Location identification entries:

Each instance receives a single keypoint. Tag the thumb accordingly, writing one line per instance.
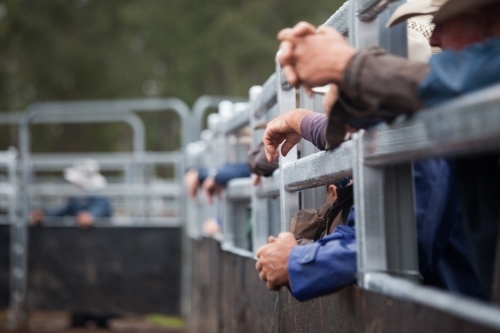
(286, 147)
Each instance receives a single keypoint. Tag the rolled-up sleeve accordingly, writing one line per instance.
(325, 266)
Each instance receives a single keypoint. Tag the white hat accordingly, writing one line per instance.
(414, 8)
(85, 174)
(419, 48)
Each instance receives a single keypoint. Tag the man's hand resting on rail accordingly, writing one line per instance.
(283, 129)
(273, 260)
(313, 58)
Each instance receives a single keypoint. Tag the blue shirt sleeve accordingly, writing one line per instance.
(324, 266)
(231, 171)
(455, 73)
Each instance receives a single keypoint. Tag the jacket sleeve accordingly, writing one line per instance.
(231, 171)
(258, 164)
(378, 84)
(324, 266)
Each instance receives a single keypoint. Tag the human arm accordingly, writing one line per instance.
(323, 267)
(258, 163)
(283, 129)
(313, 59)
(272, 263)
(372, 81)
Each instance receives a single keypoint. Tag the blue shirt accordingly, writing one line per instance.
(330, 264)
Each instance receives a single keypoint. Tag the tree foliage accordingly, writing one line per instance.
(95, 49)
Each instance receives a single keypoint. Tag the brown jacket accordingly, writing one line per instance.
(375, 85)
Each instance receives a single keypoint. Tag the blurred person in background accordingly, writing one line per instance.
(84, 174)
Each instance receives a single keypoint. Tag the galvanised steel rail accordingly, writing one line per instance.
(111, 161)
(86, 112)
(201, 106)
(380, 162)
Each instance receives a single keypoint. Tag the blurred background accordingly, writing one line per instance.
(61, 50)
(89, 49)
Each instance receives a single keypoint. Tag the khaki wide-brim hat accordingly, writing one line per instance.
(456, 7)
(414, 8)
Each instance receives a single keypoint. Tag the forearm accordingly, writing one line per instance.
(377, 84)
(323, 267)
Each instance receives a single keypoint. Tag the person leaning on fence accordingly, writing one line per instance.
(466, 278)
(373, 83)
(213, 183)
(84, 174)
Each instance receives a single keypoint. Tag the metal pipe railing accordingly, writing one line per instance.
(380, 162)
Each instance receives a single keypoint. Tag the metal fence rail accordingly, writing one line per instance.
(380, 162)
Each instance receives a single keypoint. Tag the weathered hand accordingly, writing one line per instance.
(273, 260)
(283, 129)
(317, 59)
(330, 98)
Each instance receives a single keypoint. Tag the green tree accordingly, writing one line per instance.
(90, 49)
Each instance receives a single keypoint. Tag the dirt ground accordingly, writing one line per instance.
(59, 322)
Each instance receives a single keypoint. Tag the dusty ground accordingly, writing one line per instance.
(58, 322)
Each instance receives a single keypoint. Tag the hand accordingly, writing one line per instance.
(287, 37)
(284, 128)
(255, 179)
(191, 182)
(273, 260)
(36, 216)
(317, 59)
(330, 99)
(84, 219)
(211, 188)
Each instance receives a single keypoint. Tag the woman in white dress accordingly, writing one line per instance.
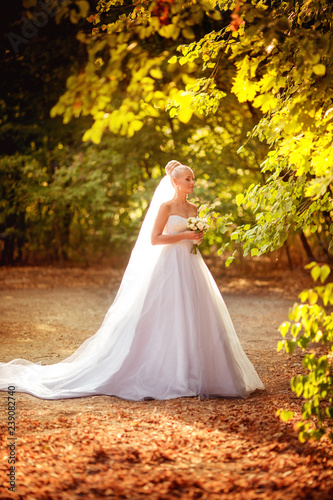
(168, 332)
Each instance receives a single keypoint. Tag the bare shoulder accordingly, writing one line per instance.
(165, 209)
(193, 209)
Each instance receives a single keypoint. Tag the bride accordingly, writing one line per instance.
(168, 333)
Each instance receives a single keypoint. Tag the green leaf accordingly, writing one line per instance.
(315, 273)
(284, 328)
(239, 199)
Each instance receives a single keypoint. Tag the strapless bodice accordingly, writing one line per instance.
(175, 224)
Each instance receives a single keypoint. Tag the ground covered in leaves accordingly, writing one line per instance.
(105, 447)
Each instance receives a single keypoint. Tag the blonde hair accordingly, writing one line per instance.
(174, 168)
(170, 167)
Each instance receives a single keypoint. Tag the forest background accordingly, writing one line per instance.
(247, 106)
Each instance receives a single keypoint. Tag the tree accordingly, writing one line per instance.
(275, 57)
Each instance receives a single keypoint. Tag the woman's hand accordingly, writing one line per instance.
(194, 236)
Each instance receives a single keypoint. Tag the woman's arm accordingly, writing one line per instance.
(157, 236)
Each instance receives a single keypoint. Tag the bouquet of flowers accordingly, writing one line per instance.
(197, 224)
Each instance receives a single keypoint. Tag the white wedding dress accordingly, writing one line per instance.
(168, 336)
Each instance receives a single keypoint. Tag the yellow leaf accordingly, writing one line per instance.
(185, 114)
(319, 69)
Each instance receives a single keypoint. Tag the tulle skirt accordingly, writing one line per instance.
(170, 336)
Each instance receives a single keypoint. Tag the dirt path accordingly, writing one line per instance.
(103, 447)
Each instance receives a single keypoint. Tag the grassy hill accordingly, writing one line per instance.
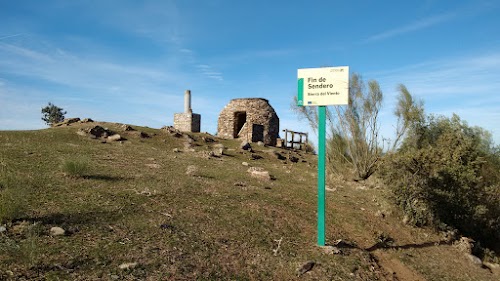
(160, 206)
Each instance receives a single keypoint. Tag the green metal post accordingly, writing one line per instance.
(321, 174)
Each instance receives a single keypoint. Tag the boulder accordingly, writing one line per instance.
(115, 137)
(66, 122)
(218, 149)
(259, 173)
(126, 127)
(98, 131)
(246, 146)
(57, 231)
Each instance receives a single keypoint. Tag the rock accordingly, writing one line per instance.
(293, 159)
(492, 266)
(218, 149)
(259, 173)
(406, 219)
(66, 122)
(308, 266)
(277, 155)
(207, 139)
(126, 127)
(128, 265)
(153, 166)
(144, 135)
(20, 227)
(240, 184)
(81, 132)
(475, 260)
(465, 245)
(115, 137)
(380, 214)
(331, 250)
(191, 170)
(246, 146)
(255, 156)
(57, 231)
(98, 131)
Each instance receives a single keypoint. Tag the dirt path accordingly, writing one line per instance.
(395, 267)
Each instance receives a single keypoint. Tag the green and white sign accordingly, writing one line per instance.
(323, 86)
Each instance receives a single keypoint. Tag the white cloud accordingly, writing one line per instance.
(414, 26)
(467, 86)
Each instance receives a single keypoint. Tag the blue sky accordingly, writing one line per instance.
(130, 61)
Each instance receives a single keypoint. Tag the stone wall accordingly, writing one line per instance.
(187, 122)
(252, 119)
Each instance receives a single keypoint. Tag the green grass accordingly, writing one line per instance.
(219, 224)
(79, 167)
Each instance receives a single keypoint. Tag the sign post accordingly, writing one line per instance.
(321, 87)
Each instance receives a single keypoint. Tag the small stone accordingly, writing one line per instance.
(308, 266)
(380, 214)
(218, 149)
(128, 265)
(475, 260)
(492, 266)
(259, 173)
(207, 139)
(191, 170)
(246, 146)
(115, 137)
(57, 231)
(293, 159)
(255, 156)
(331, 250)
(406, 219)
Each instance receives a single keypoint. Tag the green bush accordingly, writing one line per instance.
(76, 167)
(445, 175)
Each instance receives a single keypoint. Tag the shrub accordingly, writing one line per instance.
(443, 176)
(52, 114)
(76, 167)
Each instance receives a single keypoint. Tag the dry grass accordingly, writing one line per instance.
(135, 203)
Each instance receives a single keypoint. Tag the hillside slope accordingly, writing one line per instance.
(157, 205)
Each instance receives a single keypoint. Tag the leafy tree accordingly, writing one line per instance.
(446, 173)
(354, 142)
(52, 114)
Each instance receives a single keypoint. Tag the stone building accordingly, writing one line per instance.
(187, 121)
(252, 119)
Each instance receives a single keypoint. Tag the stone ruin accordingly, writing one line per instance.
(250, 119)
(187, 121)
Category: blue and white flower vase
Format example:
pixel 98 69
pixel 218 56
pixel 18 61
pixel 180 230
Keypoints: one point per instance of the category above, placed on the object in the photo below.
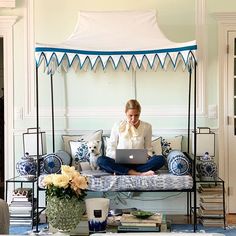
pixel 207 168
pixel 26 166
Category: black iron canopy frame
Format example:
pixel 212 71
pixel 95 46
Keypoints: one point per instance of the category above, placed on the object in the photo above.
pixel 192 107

— Request —
Make an exact copy of the lines above, starting at the line that contains "Each instance receives a single keypoint. Tag the leafy" and running through the final line of the entries. Omit the pictures.

— Solution below —
Each instance receives a single keypoint. Tag the leafy tree accordingly, writing one line per instance.
(446, 173)
(354, 142)
(52, 114)
Each instance receives a single keypoint. Tag the stone building accordingly, writing one line per instance.
(187, 121)
(252, 119)
Each instance receives a single keypoint. Tag the stone ruin accordingly, writing one line per instance.
(250, 119)
(187, 121)
Category: blue and white flower vase
Format example:
pixel 98 69
pixel 218 56
pixel 18 61
pixel 180 230
Keypoints: one point per instance of the category above, placed on the object in the photo below.
pixel 207 168
pixel 26 166
Category: black iron canopy frame
Format example:
pixel 212 71
pixel 95 46
Keypoints: one point per instance of the category above, placed on the object in the photo above.
pixel 192 107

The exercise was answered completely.